### YOUR INSTRUCTIONS
In the records below, locate the line containing "TARGET = toilet seat", then extract it and all following lines exactly, ending with the last line.
+--
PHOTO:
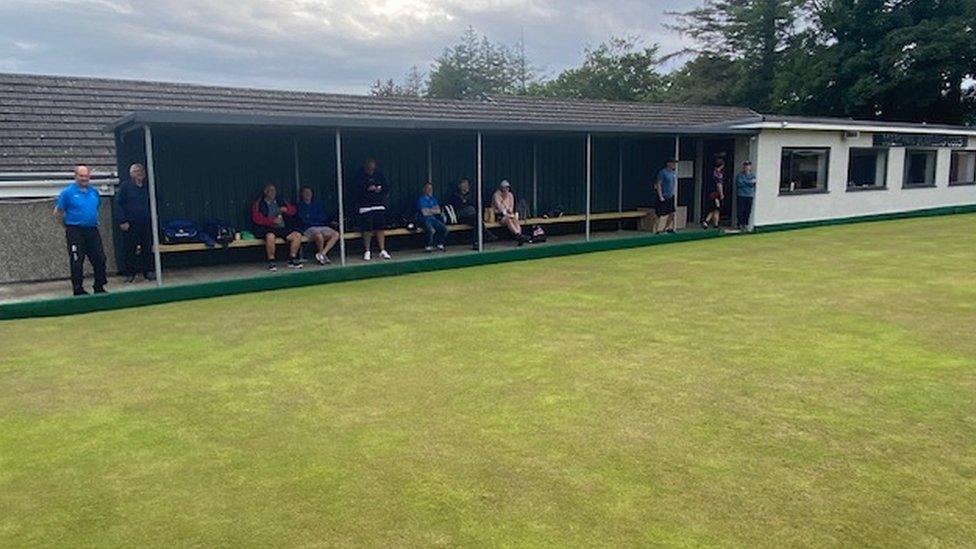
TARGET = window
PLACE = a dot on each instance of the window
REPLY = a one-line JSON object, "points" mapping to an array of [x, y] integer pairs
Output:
{"points": [[962, 169], [867, 168], [803, 170], [919, 168]]}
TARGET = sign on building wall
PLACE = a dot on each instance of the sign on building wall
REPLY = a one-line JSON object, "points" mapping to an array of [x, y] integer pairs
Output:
{"points": [[919, 140]]}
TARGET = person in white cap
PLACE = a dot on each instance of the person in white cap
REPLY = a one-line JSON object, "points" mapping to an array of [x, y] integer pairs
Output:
{"points": [[503, 204]]}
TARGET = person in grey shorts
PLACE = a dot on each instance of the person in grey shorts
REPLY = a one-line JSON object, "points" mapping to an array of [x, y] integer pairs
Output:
{"points": [[316, 225]]}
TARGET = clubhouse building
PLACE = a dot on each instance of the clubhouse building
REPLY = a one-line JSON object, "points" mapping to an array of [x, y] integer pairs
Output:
{"points": [[210, 150]]}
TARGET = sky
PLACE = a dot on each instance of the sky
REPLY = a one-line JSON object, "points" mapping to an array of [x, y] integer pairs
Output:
{"points": [[321, 45]]}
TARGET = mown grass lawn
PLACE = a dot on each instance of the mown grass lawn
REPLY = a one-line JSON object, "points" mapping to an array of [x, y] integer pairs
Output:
{"points": [[810, 388]]}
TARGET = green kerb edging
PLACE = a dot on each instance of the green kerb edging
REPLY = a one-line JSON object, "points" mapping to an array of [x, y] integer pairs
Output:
{"points": [[169, 294]]}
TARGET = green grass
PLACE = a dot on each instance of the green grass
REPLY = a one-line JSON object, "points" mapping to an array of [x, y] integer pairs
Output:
{"points": [[811, 388]]}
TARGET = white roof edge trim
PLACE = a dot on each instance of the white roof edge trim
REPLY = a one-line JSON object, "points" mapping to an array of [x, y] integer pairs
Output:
{"points": [[843, 127]]}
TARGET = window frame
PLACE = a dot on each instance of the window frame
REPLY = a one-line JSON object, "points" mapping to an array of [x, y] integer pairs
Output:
{"points": [[905, 184], [825, 150], [952, 154], [886, 151]]}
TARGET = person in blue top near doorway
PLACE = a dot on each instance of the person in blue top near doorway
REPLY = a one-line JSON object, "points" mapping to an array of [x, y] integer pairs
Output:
{"points": [[664, 188], [77, 209], [745, 193], [715, 194], [430, 212], [132, 208]]}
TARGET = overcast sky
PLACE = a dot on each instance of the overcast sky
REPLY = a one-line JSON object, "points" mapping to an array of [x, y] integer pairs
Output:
{"points": [[328, 45]]}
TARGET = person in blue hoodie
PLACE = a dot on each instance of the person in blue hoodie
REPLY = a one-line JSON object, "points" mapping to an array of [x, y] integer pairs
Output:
{"points": [[132, 208], [317, 225]]}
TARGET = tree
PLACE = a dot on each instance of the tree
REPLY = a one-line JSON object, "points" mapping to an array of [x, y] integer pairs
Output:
{"points": [[413, 85], [750, 35], [910, 60], [618, 69], [475, 67]]}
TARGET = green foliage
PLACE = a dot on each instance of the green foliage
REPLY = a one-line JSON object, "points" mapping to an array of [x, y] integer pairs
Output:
{"points": [[475, 67], [619, 69], [907, 60]]}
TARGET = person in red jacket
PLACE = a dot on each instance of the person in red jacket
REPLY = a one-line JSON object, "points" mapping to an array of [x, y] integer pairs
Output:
{"points": [[274, 218]]}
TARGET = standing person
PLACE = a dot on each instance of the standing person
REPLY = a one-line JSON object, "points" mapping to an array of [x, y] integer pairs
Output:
{"points": [[715, 195], [503, 204], [430, 212], [274, 218], [664, 187], [132, 205], [373, 192], [77, 209], [465, 204], [745, 193], [316, 224]]}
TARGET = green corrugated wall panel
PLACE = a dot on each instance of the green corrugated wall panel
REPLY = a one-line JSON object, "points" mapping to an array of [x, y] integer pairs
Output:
{"points": [[215, 173], [507, 157], [453, 157], [606, 183], [643, 158], [316, 154], [562, 173]]}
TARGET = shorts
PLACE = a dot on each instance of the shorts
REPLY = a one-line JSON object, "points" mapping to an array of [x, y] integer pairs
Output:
{"points": [[279, 232], [327, 232], [373, 220], [666, 206]]}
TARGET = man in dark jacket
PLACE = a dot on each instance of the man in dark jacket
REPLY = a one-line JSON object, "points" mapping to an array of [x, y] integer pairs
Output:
{"points": [[274, 218], [132, 207], [373, 192]]}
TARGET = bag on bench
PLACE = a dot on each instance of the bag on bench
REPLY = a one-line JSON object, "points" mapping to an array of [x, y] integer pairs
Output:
{"points": [[179, 231]]}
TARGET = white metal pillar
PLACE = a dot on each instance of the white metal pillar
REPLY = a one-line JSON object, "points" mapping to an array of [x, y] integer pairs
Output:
{"points": [[342, 209], [589, 181], [481, 215], [153, 206], [535, 177], [298, 172]]}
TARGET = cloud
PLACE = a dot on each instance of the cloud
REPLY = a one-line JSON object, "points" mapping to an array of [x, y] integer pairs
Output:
{"points": [[335, 45]]}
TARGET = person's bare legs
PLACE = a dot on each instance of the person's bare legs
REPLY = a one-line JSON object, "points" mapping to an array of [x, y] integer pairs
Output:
{"points": [[329, 243], [269, 244], [295, 239]]}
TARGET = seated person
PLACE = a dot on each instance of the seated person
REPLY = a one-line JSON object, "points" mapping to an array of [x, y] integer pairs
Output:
{"points": [[430, 213], [503, 204], [273, 218], [316, 224]]}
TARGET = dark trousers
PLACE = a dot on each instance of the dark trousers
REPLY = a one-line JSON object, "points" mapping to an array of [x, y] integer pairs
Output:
{"points": [[744, 208], [137, 247], [85, 242]]}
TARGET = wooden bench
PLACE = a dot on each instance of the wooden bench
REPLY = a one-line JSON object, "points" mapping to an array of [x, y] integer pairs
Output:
{"points": [[575, 218]]}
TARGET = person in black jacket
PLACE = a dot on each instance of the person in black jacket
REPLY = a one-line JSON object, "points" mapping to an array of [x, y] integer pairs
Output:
{"points": [[132, 206], [373, 192]]}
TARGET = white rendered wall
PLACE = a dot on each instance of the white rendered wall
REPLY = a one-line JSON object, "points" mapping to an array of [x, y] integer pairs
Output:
{"points": [[772, 208]]}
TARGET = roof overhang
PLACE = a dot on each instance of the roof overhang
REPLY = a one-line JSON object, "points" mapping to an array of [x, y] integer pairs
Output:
{"points": [[312, 121], [864, 126]]}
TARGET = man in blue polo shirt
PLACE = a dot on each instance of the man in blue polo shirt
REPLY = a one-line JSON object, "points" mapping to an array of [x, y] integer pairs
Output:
{"points": [[77, 210], [664, 188]]}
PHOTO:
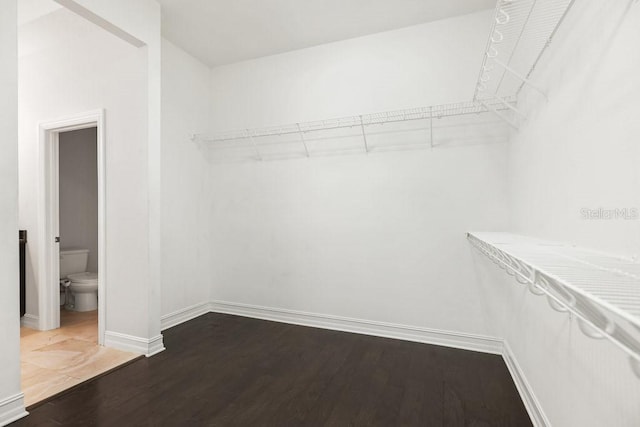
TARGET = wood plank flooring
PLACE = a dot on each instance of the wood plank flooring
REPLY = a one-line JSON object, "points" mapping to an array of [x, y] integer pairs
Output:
{"points": [[53, 361], [222, 370]]}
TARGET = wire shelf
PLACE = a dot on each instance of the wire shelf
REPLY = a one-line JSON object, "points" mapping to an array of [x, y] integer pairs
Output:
{"points": [[520, 33], [601, 290], [352, 134]]}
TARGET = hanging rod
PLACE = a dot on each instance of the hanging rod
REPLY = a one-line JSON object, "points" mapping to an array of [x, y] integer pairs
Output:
{"points": [[520, 33], [358, 121], [601, 290]]}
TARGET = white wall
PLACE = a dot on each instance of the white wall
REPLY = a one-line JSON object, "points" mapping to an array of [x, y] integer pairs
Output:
{"points": [[377, 237], [79, 192], [11, 399], [88, 68], [578, 150], [138, 23], [186, 254]]}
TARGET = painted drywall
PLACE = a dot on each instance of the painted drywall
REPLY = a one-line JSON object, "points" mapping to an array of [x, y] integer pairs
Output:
{"points": [[78, 171], [429, 64], [577, 151], [186, 254], [87, 69], [11, 399], [138, 23], [374, 237]]}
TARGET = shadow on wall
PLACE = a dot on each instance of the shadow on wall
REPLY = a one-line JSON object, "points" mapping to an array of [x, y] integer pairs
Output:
{"points": [[447, 132]]}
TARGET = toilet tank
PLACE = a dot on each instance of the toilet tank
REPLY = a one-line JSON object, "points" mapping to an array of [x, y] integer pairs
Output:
{"points": [[73, 261]]}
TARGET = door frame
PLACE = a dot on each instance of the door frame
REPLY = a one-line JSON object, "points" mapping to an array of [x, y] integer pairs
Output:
{"points": [[48, 216]]}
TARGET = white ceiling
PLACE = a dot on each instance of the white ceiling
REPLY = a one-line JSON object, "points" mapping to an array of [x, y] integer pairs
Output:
{"points": [[224, 31], [30, 10]]}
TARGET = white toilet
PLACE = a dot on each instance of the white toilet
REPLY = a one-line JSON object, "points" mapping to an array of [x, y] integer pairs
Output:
{"points": [[84, 284]]}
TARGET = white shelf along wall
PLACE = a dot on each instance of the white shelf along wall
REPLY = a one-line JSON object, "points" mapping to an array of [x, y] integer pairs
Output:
{"points": [[601, 290], [355, 134], [519, 35]]}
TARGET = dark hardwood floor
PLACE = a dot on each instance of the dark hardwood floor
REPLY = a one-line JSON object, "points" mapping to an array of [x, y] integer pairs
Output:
{"points": [[221, 370]]}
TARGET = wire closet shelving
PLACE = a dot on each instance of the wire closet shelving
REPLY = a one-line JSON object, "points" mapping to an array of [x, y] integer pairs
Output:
{"points": [[602, 291], [521, 31]]}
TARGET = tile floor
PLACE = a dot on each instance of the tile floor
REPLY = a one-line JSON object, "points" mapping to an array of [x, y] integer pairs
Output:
{"points": [[53, 361]]}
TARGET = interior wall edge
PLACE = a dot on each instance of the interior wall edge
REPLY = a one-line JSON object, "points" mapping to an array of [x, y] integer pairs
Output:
{"points": [[184, 315], [30, 321], [453, 339], [531, 402], [147, 346], [12, 409]]}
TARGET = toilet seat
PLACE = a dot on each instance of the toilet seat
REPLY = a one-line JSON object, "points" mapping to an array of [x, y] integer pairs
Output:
{"points": [[86, 278]]}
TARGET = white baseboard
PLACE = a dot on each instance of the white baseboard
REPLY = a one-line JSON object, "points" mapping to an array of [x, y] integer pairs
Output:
{"points": [[529, 399], [30, 321], [147, 346], [12, 409], [367, 327], [180, 316], [452, 339]]}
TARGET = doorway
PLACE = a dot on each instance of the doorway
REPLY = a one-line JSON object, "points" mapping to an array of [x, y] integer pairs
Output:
{"points": [[49, 296]]}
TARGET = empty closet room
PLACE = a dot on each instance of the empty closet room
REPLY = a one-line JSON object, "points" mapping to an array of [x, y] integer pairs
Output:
{"points": [[325, 212]]}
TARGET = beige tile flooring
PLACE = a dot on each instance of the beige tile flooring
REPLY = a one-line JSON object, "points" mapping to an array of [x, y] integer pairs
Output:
{"points": [[53, 361]]}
+--
### REPLY TO THE EXERCISE
TARGET = toilet seat
PLACE = a dot on each instance of the toilet seat
REPLY = a one-line JSON object, "points" mapping to an array of [x, y] integer pairs
Output:
{"points": [[86, 278]]}
TARGET = white baseboard
PLACE = a dot on each instance of the white baseboard
REPLY = a one-line JSON object, "points" mapping to an array of [x, y] integer pairs
Output:
{"points": [[529, 399], [30, 321], [147, 346], [12, 409], [367, 327], [180, 316], [452, 339]]}
TARGET = doorway
PLACE = a dot on each instance of the doorway
REPLY = a one-line JSON object, "points" mapping to an array of [x, y] integer pairs
Output:
{"points": [[49, 296]]}
TARGET = empty closet room
PLACE = a dot on each instance of the empty closet room
REPLY = a one-line JSON object, "points" mapping to an array of [x, y] integer pairs
Output:
{"points": [[325, 212]]}
TARGET = beige tile flooring
PLACE = a dot on each instance of the beige tile flooring
REPLY = a one-line JSON object, "points" mapping to an array of [x, y] integer pairs
Output:
{"points": [[53, 361]]}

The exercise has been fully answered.